+++ MATERIAL SHOWN +++

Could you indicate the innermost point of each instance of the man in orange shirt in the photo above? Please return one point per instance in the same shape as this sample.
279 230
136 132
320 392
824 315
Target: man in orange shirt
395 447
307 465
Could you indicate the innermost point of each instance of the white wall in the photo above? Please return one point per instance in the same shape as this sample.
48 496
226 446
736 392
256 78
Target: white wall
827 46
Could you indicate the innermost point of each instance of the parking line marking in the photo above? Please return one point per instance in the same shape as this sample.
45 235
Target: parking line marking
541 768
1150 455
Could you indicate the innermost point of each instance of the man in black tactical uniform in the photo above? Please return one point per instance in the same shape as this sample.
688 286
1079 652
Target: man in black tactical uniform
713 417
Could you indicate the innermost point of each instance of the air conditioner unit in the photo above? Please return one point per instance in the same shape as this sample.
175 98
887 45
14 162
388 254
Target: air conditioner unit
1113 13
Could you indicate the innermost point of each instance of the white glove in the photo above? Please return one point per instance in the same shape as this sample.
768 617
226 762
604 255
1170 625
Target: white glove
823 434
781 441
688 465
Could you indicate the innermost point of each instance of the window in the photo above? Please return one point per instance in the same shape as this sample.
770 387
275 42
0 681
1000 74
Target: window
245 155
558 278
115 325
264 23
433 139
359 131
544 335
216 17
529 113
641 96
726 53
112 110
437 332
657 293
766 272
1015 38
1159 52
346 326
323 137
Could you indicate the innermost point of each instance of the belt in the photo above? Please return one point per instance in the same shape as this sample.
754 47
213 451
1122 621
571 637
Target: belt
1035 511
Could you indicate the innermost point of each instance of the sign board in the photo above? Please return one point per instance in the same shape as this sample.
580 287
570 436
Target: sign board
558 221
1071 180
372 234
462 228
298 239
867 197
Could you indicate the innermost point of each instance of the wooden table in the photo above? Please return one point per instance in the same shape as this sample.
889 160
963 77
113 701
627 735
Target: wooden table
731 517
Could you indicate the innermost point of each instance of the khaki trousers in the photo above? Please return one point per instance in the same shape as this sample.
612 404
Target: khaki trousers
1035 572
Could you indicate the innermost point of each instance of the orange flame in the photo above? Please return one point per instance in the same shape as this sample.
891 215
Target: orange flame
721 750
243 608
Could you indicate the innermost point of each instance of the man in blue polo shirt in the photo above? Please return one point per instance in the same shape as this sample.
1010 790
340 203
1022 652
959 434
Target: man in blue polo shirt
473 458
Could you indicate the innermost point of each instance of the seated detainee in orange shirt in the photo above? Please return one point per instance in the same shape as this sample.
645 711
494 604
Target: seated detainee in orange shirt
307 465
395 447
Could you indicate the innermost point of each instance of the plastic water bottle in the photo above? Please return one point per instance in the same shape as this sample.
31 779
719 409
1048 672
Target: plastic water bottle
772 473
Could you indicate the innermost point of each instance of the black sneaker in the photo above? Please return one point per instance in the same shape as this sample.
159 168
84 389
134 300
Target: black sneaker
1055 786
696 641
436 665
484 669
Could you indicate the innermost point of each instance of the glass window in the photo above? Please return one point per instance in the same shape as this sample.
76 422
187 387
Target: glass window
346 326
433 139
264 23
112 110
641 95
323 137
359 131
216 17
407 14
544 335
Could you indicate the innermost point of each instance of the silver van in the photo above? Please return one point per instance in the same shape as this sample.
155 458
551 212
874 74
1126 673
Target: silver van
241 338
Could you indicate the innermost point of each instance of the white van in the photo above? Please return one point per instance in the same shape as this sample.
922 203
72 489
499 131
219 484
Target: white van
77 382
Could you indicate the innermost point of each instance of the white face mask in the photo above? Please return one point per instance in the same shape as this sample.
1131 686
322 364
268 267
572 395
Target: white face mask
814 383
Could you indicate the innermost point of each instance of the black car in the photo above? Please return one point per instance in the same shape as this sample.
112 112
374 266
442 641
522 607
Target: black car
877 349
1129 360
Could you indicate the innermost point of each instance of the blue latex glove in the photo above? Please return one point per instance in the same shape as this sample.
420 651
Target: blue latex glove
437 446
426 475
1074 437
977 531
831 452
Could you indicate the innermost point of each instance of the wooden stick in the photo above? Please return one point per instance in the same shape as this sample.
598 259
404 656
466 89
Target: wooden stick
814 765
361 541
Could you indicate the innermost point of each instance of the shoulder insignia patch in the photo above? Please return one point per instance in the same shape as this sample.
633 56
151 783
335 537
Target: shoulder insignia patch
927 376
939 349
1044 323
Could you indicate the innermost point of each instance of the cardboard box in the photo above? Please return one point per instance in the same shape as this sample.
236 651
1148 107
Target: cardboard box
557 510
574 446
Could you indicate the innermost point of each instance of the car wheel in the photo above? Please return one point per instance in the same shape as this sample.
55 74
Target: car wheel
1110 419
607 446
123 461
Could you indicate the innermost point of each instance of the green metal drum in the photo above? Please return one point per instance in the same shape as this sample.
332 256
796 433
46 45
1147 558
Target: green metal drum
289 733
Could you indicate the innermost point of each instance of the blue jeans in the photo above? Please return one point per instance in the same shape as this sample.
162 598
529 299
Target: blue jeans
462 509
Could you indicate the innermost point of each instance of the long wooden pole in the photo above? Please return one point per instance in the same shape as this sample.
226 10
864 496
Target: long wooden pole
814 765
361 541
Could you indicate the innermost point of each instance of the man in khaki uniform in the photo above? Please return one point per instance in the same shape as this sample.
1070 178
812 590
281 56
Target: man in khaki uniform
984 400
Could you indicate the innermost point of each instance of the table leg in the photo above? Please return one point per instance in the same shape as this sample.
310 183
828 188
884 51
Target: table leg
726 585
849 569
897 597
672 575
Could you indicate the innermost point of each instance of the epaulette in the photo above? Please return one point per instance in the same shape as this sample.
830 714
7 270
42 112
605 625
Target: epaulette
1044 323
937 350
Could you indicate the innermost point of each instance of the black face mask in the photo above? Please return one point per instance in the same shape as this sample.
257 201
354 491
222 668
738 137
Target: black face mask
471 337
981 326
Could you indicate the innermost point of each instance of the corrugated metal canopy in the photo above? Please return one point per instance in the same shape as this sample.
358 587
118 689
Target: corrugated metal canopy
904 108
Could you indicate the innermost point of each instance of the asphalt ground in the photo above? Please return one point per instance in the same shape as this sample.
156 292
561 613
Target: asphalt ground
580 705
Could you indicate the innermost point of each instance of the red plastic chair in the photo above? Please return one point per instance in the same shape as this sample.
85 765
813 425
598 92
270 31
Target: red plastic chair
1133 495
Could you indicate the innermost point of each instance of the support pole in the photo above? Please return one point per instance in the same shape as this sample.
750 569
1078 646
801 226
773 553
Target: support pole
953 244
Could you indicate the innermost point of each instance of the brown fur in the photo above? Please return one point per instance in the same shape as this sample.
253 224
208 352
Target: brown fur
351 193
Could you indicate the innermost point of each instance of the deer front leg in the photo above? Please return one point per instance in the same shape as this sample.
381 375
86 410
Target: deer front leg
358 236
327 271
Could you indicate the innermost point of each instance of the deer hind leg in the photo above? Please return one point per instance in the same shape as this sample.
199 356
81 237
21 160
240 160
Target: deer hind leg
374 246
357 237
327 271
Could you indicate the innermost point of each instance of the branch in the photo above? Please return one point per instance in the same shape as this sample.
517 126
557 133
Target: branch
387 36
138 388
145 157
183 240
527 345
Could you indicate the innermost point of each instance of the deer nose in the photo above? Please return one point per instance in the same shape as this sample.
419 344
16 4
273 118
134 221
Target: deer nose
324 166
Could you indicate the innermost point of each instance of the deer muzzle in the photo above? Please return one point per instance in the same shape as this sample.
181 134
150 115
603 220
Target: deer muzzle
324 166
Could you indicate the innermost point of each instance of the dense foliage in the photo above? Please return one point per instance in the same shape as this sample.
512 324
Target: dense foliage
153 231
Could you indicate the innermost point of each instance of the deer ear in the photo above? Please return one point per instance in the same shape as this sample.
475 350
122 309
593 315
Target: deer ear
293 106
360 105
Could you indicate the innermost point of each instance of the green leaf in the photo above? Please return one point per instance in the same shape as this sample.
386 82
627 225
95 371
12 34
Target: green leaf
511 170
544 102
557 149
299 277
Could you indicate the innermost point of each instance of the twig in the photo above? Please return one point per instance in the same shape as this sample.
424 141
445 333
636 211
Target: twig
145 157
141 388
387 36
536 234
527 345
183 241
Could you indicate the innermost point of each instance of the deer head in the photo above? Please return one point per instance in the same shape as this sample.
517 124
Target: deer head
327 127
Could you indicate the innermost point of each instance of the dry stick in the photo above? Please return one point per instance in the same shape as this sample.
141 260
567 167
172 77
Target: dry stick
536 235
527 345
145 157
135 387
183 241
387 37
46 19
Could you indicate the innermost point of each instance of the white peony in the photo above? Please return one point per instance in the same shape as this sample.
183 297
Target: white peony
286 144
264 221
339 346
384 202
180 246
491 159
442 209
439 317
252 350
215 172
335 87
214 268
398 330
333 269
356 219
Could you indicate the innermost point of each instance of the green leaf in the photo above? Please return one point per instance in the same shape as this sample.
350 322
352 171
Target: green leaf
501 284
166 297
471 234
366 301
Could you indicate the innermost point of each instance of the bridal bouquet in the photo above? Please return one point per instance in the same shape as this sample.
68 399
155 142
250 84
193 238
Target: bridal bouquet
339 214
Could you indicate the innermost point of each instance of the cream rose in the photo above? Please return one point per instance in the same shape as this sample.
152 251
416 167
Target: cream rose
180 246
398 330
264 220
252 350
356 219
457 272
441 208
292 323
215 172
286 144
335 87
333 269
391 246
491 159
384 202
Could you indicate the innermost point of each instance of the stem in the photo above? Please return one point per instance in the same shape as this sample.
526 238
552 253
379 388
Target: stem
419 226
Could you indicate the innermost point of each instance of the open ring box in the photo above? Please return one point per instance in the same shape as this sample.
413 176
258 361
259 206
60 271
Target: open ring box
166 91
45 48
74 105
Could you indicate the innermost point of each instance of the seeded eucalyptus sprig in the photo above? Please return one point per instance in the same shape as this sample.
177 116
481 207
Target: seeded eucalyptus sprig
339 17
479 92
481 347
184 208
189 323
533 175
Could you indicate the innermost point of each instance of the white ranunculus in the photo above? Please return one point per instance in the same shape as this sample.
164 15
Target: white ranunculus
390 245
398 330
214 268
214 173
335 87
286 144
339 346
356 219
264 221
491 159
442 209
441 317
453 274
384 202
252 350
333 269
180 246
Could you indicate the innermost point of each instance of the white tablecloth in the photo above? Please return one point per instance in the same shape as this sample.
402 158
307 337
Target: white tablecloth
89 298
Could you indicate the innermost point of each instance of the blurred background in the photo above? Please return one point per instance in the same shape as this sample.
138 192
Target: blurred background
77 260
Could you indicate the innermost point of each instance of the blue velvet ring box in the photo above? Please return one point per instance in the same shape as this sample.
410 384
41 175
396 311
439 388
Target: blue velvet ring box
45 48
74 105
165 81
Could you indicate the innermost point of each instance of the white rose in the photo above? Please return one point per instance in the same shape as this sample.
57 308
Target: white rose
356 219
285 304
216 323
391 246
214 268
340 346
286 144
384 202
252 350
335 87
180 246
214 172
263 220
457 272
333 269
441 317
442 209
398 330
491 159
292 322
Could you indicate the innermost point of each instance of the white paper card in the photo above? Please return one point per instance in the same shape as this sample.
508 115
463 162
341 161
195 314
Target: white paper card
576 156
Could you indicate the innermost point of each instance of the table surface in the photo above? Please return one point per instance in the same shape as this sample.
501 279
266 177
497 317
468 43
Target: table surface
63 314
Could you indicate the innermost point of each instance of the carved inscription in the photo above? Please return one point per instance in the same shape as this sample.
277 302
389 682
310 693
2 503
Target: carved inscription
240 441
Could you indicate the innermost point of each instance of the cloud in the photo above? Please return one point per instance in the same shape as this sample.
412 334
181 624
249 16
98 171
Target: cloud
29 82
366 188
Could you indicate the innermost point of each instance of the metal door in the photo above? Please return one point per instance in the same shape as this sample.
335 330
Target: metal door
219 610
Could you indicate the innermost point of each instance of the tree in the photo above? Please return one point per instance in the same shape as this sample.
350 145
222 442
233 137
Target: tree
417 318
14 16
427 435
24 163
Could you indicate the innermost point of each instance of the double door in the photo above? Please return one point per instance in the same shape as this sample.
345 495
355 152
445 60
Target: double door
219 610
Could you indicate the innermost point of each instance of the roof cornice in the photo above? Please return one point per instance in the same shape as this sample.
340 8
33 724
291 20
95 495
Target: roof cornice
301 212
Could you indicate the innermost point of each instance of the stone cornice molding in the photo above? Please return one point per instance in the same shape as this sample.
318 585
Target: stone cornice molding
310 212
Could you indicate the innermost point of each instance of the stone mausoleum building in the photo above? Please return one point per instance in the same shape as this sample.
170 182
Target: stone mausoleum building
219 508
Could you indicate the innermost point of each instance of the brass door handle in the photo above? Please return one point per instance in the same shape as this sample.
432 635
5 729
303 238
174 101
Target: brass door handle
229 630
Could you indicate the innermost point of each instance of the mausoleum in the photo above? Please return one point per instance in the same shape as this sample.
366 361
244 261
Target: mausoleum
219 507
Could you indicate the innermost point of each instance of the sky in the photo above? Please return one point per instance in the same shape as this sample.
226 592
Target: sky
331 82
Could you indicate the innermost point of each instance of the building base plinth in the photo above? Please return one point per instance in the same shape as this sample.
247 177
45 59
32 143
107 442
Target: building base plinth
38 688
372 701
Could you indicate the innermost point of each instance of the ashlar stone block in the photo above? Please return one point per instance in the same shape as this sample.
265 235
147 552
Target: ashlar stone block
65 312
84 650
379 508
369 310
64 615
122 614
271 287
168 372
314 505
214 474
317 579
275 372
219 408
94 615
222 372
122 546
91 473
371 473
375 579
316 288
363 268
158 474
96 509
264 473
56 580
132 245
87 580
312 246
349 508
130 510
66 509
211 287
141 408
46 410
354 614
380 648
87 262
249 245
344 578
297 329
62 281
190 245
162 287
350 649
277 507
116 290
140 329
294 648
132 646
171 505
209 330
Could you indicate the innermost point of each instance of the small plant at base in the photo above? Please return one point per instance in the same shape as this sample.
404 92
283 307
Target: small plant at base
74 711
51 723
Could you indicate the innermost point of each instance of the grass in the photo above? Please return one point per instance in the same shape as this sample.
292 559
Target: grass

+++

[WHAT THE TASK REQUIRES] Reproduce word for word the part of the listing above that opens with the line containing "instance of the sky" and runs through the end of the listing, including both ends.

[RESPONSE TO THE EXERCISE]
Could you indicate the innermost point of each instance of the sky in the photo above? Please return one point per instance in the same shape as this sample.
226 592
Target: sky
331 82
Could you indicate the innermost point of each instance of the building base plinth in the photo above? Please return one point per instance in the same shape as this sample.
247 177
45 59
32 143
107 442
Target: building base plinth
38 688
372 701
Could you indicate the innermost point of each instance of the ashlar stone block in the photo above? Please return one point per instance in the same shape as this sample.
265 235
147 552
Target: ashlar stone block
65 312
84 650
379 508
369 310
64 615
122 614
271 287
168 372
314 505
214 474
317 579
275 372
219 408
94 615
222 372
122 546
91 473
371 473
375 579
316 288
363 268
158 474
96 509
264 473
56 580
132 245
87 580
312 246
349 508
130 510
66 509
211 287
141 408
46 410
354 614
380 648
87 262
249 245
344 578
297 329
62 281
190 245
162 287
350 649
277 507
116 290
140 329
294 648
132 646
171 505
209 330
Could you indicate the innermost point of each instance of the small plant at base in the photo above? Please return one point per instance in the same shape as this sample.
404 92
283 307
Target: small plant at base
74 711
51 723
Could you indicate the innermost point of each instance of the grass in the photo above? Please return one point per instance in the same shape as this sample.
292 559
Target: grass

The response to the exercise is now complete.